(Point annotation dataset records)
· · ·
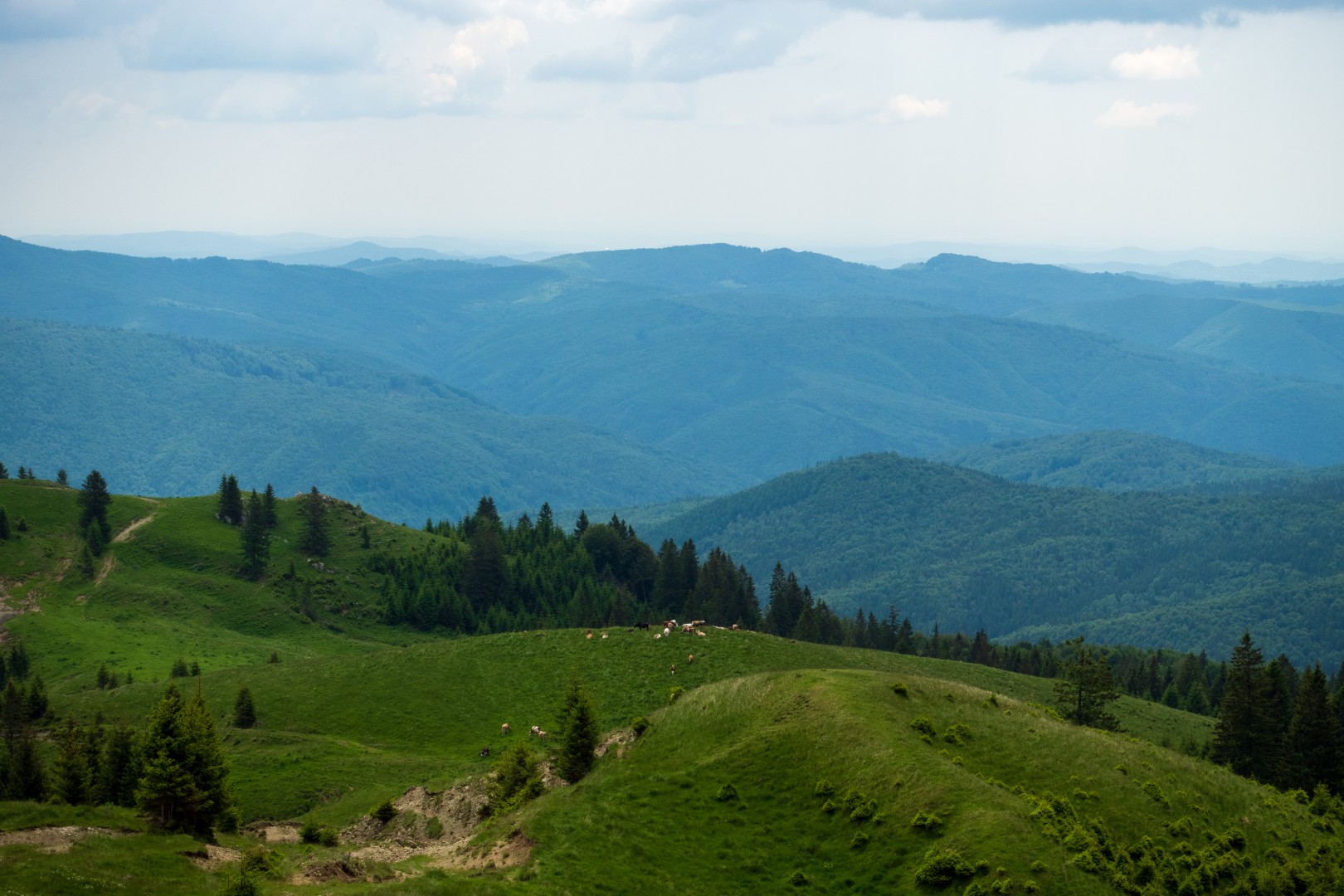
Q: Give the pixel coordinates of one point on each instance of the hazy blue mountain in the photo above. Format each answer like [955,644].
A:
[965,550]
[1272,340]
[1113,460]
[778,362]
[168,416]
[1272,270]
[336,256]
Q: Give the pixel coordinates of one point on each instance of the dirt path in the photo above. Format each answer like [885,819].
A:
[134,524]
[56,840]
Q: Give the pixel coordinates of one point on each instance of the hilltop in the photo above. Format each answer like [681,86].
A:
[353,711]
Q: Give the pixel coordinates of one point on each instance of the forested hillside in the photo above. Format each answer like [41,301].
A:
[967,550]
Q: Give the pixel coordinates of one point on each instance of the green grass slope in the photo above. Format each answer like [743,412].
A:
[967,550]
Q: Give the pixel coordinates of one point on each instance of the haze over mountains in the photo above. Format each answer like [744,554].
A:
[621,377]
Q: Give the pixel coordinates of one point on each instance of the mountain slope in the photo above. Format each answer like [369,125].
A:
[965,550]
[1113,460]
[166,416]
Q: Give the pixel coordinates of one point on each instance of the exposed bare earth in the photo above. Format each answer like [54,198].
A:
[56,840]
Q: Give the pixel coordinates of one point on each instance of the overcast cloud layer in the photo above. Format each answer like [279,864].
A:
· · ·
▶ **Stated goal**: Reproduce all of the material above word for word, omitting the pictures.

▶ **Solved problem**:
Q: Give the pixel coordinates of one point on each instance of the hazy blue mountain in the photo above. Format each answer like [955,644].
A:
[965,550]
[1272,340]
[1113,460]
[778,362]
[168,416]
[1272,270]
[336,256]
Q: Give the pixel coordinates of one point on each instance of the dirt path in the photo above. Format each answer like [885,819].
A:
[134,524]
[56,840]
Q: Give the pixel coordinates of one point on each instance of the hilltop in the photo above. Format each answer like [681,86].
A:
[353,711]
Q: Give the pixel coordinates of one point on each instance of the forested hillside in the photo above. Format each answer like [41,301].
A:
[967,550]
Q: Give the pixel coordinates of one point on each instance of the green grass slope in the photo above. Format each answer like [743,412].
A:
[967,550]
Q: Give the pixel coordinates of one point on each instance of the haze over mountains in the photo above. Format each answer like [744,554].
A:
[621,377]
Q: Give the pixel coordinates of one point on each instance of the mountain slope in the photo above. Format each answer like [369,125].
A:
[965,550]
[1113,460]
[166,416]
Q: Give the pixel coordinates of one point on each instance of the exposed bare earth in the photo above. Format each answer like [54,198].
A:
[56,840]
Q: Give the pixel coordinates of one point on each instance of the overcast cloud layer in the photo above. Format each answer like [279,864].
A:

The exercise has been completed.